◆ Detection records ◆
============

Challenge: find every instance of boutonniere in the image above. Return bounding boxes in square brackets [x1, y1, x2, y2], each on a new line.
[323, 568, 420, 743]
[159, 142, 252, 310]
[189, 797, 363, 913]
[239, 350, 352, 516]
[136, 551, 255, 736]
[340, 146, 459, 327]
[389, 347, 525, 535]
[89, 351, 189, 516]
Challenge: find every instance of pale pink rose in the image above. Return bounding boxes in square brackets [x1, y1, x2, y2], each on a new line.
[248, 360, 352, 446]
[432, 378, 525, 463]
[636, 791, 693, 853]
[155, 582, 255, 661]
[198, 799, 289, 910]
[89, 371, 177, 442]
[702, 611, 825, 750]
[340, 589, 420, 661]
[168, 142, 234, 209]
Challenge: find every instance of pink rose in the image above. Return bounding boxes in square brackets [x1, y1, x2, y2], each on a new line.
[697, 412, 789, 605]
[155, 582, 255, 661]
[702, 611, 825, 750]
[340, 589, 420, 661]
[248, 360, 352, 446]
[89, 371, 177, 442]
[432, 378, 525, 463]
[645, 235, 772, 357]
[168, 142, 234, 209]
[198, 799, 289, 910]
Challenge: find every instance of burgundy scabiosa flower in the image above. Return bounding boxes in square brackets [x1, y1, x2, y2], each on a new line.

============

◆ Work to do ◆
Repeat the records word for word, beginning with the line that contains "Challenge: find every instance of pink" and continuing through the last line of the records.

◆ Answer ◆
Challenge: find every instance of pink rose in the image above. Return bounding boxes in square brackets [x1, y1, x2, y2], each on a new line.
[697, 412, 789, 605]
[155, 582, 255, 661]
[702, 611, 825, 750]
[340, 589, 420, 661]
[248, 360, 352, 446]
[89, 371, 177, 442]
[432, 378, 525, 463]
[645, 235, 772, 357]
[168, 142, 234, 209]
[198, 799, 289, 910]
Challenge: find every instance of burgundy scabiosa flower in the image above. Return bounding boxes in square brackets [x1, y1, x2, y2], each on a new line.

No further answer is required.